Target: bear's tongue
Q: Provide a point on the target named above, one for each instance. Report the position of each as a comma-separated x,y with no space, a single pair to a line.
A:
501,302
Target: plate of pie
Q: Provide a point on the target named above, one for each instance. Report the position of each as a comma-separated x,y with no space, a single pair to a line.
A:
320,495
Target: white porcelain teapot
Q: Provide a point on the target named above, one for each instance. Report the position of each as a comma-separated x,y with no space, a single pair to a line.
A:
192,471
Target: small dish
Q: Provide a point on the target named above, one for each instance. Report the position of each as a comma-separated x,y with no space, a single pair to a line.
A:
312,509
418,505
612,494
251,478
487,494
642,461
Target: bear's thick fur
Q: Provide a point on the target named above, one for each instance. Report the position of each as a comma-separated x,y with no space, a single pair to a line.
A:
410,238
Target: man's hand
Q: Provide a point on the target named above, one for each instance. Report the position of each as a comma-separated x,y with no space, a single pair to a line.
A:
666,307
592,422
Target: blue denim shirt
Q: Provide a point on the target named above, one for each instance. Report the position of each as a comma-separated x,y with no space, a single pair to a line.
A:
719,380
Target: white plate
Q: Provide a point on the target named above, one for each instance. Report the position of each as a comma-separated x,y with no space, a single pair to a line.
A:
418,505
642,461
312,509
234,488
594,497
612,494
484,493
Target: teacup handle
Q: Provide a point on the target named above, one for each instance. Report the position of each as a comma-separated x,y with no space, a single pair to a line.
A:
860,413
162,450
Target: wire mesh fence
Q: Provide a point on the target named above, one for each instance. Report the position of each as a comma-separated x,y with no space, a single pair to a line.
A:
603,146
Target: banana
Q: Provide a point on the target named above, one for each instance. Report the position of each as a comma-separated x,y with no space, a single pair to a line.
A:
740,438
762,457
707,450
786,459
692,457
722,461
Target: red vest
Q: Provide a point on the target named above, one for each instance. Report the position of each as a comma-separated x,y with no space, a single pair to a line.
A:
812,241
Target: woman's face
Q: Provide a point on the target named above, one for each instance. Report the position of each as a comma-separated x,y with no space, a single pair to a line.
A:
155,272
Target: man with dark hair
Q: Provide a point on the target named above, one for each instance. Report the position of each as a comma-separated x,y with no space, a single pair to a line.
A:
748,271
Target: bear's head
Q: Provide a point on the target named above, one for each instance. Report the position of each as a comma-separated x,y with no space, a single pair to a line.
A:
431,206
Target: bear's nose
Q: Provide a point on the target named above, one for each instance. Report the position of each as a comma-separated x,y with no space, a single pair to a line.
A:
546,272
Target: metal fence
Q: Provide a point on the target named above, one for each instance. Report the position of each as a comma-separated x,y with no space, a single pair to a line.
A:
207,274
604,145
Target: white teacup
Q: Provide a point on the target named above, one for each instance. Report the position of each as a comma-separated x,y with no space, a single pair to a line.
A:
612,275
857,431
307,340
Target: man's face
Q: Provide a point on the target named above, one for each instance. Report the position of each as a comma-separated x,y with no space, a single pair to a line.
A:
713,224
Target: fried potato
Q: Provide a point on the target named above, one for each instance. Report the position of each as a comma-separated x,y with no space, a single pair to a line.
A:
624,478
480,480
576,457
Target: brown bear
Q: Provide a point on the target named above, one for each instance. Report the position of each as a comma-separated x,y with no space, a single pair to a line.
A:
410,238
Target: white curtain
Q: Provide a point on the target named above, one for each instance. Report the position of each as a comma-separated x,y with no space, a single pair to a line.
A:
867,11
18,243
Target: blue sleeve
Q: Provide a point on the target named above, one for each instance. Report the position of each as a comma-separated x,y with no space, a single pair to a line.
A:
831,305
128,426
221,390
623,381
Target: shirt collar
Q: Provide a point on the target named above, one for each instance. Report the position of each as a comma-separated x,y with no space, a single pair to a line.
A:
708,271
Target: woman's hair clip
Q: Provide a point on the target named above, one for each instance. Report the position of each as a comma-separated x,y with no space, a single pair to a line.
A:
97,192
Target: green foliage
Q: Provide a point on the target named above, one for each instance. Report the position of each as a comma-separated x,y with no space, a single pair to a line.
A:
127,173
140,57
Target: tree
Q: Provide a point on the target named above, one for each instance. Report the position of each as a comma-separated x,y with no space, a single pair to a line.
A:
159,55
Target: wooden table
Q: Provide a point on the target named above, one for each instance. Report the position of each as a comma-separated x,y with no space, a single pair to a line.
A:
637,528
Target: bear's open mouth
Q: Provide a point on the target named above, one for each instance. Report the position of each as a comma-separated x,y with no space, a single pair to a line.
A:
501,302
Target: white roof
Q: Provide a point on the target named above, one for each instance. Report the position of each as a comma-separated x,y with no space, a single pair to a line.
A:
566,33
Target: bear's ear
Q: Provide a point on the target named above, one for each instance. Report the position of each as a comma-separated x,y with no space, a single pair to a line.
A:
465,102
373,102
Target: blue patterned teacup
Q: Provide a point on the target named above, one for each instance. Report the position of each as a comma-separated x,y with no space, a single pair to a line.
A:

### Goal of the exercise
From the entries, copy every line in which the string "hair" can be found.

### Exercise solution
Target: man with dark hair
Target: woman's hair clip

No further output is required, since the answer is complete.